Only the lines holding "foal" are wanted. Copy every one from the records below.
Records provided Start Marker
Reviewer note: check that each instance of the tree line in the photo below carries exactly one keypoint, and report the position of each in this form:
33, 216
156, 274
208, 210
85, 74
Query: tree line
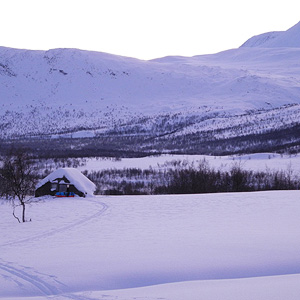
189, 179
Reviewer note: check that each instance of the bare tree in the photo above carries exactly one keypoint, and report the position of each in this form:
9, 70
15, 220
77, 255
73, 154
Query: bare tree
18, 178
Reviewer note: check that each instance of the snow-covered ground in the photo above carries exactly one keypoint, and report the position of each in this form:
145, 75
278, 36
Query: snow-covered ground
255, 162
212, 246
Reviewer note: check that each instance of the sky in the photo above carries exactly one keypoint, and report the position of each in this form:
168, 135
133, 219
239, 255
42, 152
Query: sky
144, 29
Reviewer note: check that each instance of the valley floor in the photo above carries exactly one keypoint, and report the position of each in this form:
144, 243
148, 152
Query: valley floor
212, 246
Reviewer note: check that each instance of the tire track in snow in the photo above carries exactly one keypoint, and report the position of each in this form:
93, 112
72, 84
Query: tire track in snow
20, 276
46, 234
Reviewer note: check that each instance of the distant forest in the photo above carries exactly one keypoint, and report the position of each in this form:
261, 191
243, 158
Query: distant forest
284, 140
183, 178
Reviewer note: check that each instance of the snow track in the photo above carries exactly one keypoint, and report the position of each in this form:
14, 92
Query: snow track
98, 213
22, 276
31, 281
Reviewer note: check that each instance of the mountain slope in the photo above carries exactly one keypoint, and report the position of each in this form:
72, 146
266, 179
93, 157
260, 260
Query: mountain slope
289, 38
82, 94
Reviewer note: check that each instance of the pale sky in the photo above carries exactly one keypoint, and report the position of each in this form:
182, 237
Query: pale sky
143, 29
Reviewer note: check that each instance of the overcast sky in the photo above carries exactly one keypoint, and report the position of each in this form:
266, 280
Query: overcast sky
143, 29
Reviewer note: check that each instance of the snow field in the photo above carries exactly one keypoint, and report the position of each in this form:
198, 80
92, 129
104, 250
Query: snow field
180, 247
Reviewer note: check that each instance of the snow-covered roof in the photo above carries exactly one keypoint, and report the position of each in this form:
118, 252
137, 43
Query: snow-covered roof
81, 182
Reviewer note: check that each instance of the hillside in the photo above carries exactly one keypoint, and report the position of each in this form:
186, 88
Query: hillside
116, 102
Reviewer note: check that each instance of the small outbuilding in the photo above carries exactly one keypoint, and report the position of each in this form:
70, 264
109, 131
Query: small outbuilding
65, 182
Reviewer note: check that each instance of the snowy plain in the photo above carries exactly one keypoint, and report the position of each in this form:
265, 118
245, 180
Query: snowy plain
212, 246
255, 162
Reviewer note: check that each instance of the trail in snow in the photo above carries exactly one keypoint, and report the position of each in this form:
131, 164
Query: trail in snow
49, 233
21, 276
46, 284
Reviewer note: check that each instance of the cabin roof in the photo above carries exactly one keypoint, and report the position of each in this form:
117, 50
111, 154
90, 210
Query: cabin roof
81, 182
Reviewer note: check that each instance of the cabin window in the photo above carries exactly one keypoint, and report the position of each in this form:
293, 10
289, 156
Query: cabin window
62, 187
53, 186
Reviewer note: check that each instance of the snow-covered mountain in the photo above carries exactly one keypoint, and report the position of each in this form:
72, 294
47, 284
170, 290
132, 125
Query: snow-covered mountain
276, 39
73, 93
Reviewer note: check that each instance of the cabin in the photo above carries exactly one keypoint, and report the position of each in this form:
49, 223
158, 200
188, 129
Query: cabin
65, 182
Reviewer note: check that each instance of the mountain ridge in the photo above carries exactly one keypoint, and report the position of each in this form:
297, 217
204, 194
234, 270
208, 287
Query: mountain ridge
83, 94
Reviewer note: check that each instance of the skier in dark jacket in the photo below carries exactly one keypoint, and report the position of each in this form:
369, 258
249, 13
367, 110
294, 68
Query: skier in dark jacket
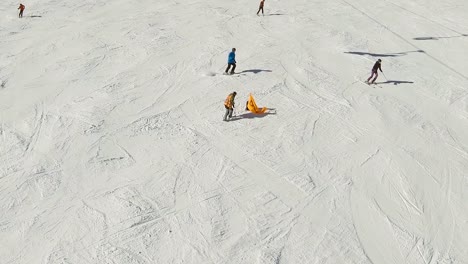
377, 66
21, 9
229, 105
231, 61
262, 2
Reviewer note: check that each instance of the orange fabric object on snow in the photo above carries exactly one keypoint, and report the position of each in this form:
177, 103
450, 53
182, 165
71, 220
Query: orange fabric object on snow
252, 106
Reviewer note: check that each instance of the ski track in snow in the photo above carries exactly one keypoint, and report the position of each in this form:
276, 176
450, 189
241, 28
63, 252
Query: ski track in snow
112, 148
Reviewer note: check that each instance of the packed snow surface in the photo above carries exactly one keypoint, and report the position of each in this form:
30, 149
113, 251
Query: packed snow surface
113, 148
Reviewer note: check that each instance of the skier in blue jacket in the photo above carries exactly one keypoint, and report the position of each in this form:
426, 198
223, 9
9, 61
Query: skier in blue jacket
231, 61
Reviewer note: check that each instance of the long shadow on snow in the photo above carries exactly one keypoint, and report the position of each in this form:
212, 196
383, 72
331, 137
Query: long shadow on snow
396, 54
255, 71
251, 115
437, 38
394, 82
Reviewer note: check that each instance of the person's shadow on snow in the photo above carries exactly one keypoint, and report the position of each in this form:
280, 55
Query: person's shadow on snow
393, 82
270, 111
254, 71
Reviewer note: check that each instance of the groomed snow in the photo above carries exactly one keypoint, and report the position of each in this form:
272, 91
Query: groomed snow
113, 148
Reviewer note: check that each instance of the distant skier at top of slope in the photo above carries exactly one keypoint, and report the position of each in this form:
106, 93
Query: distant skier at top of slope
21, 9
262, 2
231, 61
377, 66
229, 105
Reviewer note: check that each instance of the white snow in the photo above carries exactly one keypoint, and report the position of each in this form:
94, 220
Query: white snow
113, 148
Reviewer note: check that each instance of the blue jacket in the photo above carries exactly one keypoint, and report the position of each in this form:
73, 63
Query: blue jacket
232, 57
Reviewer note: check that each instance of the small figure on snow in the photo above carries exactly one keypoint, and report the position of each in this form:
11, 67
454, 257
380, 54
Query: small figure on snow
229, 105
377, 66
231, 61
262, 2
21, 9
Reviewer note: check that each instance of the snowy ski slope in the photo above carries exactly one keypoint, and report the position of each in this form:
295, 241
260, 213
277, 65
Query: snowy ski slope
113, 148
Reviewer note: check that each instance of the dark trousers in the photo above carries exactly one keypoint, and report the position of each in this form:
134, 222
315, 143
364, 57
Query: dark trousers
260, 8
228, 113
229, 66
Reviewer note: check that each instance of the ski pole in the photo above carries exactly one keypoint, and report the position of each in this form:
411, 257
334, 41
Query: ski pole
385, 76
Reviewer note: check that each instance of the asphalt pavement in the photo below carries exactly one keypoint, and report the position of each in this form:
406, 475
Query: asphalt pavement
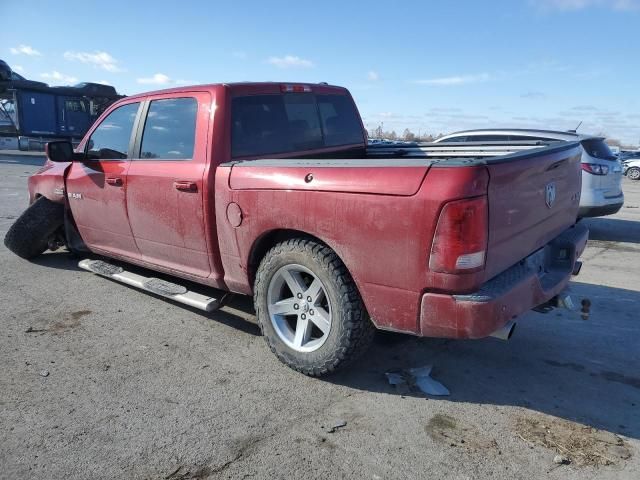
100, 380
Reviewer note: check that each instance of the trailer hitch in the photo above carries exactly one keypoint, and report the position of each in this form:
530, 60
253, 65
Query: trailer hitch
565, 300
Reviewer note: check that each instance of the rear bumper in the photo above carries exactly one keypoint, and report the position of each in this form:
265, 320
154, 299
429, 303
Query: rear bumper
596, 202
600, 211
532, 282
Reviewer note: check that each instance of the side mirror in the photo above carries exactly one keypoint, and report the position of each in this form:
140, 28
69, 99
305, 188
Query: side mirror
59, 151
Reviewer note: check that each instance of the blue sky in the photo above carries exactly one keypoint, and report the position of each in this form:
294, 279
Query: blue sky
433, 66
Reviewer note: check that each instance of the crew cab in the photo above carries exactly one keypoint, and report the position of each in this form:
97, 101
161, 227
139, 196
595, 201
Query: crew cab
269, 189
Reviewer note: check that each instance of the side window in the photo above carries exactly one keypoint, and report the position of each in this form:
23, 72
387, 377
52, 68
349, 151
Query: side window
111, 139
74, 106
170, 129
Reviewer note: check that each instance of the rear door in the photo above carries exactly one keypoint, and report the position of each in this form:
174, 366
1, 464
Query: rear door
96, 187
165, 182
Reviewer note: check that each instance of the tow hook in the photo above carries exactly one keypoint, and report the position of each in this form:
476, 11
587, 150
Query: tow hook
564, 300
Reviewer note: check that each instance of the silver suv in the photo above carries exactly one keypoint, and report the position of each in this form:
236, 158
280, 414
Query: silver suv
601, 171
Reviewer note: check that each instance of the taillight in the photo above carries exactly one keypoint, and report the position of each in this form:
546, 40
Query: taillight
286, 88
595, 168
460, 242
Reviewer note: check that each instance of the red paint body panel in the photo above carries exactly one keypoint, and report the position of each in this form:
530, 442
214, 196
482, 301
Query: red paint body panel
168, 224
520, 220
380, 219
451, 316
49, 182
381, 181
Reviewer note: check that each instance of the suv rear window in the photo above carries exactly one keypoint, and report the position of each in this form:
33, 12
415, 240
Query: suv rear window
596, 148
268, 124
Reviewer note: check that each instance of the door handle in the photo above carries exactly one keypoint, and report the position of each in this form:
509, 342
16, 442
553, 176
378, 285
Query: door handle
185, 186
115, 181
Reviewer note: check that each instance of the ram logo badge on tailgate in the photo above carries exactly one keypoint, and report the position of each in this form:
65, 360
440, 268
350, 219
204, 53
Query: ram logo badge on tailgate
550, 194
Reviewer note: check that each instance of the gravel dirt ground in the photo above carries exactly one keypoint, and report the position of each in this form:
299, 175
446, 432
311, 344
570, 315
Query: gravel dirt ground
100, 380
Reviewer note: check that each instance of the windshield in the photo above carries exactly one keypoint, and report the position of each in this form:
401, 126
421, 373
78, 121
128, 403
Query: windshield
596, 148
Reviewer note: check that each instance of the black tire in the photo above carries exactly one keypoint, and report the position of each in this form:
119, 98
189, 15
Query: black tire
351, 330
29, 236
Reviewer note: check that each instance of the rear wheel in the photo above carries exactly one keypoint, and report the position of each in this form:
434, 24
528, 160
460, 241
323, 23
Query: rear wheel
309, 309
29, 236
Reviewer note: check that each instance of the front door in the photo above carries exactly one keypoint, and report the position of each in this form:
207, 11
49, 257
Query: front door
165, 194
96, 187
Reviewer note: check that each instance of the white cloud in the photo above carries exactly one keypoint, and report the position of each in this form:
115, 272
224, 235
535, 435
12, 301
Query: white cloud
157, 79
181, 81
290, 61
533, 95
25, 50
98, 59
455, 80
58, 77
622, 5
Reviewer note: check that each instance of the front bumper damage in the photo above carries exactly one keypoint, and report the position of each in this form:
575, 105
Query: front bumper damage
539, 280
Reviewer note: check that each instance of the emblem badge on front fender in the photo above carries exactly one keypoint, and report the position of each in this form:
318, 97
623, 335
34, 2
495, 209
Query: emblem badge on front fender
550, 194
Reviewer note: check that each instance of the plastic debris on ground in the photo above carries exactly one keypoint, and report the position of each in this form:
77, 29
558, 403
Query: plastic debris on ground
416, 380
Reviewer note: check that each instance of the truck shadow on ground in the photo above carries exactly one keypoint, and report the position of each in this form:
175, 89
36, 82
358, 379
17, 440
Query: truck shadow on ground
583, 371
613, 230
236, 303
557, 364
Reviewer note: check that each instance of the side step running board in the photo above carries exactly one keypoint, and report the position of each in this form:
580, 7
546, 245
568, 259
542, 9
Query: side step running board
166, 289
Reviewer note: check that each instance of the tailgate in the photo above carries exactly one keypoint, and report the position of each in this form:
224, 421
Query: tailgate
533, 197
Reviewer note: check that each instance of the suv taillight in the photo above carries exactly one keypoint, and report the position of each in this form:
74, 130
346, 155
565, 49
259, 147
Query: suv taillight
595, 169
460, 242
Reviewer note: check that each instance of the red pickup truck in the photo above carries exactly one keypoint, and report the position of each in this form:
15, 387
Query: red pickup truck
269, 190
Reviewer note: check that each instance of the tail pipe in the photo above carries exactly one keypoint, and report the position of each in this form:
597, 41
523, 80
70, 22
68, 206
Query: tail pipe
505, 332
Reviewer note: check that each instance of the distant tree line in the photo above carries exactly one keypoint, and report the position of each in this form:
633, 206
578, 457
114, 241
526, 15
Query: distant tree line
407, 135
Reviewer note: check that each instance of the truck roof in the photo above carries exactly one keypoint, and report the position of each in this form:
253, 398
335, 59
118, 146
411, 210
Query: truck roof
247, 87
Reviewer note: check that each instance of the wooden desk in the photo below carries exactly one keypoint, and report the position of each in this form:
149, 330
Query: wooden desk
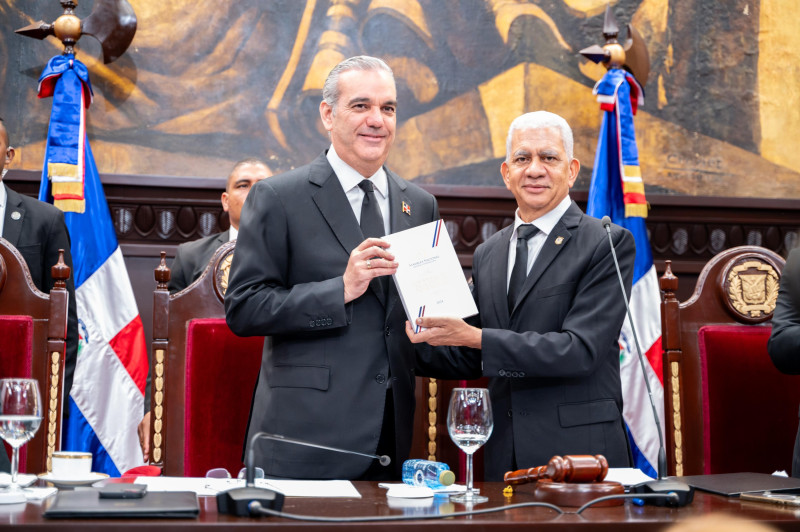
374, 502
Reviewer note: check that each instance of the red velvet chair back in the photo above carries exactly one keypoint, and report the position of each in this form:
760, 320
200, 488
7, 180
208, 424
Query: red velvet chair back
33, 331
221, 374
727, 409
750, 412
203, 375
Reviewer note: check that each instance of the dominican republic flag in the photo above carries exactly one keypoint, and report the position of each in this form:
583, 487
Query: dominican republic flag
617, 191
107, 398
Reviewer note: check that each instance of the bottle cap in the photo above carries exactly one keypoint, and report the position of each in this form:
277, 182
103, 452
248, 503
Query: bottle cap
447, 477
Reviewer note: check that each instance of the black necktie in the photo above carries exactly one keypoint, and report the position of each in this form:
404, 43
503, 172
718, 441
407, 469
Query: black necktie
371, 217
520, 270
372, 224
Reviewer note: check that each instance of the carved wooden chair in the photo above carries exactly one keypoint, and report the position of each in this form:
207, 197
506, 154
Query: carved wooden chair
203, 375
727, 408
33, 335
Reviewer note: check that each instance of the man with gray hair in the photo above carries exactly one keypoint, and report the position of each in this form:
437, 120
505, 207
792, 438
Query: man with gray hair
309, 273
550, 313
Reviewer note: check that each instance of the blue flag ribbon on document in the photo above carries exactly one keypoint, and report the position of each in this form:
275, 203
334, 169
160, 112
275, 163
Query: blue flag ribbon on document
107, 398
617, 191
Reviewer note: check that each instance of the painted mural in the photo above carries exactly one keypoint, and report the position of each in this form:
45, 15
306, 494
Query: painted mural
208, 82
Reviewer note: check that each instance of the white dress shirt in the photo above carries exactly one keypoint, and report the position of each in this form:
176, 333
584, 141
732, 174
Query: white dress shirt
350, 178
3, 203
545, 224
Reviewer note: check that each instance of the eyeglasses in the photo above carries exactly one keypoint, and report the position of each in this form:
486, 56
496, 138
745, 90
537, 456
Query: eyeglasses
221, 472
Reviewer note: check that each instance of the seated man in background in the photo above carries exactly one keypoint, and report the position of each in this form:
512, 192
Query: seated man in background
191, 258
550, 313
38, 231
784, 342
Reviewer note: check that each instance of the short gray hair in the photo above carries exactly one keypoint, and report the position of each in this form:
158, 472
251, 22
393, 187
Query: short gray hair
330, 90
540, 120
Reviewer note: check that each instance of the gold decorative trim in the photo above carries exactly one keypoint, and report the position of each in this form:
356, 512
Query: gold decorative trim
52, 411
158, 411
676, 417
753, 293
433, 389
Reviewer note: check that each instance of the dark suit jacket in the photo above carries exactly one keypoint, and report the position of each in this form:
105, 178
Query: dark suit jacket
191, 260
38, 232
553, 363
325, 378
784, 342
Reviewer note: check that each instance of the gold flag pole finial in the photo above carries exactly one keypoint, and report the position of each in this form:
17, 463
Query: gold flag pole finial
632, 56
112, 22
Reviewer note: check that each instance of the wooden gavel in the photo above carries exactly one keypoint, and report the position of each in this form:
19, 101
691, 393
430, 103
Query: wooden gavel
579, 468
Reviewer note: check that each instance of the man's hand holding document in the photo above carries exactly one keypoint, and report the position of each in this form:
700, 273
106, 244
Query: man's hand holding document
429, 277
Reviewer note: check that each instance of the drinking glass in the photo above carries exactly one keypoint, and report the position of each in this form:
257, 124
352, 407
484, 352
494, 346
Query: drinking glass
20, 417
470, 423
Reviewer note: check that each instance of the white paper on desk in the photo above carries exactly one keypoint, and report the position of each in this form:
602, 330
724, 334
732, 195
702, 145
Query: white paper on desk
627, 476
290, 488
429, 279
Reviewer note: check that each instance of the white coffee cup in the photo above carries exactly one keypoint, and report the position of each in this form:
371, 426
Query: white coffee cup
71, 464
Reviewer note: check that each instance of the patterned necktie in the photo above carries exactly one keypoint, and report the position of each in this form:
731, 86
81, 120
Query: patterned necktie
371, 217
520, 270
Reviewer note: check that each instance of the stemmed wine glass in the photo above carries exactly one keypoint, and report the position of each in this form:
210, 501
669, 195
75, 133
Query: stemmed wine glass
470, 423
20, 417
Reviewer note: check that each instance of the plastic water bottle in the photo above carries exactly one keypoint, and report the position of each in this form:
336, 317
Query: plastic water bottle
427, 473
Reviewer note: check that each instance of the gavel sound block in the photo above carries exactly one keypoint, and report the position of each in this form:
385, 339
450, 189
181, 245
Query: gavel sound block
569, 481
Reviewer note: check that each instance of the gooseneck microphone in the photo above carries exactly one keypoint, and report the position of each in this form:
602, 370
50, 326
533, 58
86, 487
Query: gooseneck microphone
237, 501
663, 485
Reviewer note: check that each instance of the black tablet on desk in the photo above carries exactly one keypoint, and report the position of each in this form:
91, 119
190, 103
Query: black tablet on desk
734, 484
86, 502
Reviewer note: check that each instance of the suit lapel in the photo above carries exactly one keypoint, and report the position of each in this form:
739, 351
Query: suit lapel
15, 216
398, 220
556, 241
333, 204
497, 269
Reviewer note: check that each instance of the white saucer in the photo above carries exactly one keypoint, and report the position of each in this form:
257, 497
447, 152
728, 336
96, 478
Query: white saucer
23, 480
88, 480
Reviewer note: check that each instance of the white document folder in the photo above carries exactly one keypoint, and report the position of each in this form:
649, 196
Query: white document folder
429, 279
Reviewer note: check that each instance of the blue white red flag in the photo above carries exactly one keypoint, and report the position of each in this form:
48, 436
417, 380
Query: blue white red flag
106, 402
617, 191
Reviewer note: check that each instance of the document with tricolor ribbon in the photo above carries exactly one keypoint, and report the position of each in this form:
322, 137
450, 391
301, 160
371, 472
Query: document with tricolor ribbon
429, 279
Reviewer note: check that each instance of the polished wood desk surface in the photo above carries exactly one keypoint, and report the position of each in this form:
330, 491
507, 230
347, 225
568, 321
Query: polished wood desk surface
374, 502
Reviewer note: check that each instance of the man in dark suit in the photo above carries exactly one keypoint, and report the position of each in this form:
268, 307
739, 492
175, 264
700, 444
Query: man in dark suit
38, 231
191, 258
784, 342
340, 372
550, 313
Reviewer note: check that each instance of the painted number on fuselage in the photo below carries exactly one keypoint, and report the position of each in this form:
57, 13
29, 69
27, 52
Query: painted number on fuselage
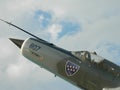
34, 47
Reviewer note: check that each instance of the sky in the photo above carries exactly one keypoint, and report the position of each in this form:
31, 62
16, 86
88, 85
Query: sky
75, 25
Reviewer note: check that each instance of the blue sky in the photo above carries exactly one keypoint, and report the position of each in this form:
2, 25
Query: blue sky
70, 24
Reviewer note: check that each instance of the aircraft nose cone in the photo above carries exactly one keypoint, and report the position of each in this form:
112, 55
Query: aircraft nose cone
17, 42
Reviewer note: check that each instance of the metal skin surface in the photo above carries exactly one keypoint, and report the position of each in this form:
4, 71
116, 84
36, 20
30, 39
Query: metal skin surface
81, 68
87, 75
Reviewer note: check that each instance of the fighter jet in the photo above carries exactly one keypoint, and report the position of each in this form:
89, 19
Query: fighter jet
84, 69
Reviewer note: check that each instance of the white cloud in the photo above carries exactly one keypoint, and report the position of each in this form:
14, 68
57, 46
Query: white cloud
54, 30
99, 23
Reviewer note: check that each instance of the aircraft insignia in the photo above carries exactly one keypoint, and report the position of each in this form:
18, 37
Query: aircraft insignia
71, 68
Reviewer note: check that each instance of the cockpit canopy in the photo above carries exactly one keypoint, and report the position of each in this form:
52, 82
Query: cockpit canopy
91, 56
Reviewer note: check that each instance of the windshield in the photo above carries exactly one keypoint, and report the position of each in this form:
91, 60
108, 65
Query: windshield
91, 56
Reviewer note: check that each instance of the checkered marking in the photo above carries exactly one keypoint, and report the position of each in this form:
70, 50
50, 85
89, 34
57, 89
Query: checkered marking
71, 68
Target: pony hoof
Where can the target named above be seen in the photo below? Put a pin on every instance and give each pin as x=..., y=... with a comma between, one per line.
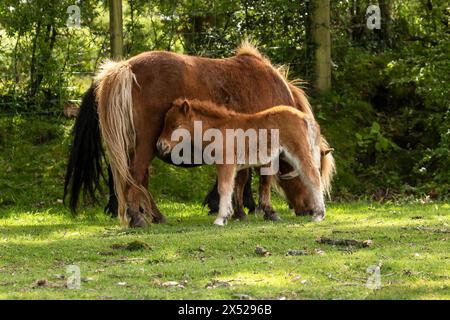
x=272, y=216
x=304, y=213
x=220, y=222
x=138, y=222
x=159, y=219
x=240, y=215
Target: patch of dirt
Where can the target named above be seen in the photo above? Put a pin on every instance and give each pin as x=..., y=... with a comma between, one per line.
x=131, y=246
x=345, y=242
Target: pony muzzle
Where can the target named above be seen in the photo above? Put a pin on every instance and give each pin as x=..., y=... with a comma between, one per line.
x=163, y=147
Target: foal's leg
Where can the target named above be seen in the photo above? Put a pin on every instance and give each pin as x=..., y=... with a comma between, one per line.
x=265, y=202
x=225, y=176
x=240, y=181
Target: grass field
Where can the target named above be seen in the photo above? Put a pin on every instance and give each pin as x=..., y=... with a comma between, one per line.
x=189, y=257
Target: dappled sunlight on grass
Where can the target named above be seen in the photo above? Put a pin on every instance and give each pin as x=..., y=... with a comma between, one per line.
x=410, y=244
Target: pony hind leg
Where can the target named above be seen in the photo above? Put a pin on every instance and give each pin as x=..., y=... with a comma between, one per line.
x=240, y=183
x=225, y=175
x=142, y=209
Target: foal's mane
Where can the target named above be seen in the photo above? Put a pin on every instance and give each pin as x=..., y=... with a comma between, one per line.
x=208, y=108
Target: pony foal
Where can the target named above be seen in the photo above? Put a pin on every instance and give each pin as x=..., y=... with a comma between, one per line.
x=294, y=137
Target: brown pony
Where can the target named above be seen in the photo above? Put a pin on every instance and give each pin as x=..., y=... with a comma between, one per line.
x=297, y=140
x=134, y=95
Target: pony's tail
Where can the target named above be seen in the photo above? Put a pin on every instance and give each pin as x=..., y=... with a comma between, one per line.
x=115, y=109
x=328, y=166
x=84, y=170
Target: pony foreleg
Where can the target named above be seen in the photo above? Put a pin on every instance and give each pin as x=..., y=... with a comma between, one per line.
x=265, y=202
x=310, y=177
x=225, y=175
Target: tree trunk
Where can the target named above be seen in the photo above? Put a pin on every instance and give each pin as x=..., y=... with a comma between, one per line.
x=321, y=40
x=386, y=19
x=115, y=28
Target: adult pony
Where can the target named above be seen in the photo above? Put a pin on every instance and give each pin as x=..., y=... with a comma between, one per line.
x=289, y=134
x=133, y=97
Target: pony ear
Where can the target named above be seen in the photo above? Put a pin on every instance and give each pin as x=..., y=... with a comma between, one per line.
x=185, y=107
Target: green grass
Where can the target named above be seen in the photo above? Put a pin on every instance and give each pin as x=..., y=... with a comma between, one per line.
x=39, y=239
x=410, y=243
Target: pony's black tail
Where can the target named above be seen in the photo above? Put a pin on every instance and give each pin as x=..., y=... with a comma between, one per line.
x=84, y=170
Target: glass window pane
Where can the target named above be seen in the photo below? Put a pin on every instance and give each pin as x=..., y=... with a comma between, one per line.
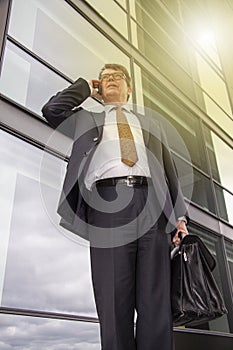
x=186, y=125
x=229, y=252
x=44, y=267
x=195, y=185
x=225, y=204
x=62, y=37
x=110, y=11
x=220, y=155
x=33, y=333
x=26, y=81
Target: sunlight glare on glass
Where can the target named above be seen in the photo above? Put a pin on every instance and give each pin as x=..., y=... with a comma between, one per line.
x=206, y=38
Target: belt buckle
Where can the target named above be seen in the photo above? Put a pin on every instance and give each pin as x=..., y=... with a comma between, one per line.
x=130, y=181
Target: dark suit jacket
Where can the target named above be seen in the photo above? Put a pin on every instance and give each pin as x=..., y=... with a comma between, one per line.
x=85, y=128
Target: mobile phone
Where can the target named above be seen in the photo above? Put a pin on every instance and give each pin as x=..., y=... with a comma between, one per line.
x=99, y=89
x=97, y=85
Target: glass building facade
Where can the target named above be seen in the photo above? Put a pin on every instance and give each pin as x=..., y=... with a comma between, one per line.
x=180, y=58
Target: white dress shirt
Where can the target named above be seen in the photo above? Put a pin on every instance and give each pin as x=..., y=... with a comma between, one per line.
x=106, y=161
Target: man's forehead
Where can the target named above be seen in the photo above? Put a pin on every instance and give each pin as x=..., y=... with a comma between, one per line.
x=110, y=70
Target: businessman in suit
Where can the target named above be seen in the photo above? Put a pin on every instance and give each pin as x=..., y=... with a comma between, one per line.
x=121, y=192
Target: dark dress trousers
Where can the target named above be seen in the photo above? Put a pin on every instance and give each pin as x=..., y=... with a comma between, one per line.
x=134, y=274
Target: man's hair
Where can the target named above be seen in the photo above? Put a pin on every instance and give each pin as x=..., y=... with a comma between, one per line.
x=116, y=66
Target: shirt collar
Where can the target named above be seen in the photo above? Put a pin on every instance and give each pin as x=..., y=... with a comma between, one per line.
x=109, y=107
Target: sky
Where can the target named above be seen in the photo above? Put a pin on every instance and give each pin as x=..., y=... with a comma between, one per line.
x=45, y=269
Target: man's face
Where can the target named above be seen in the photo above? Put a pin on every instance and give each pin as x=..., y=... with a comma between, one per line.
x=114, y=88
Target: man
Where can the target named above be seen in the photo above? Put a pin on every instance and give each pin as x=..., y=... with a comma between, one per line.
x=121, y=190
Records provided End Marker
### Final answer
Target: foal's leg
Target: foal's mane
Target: pony foal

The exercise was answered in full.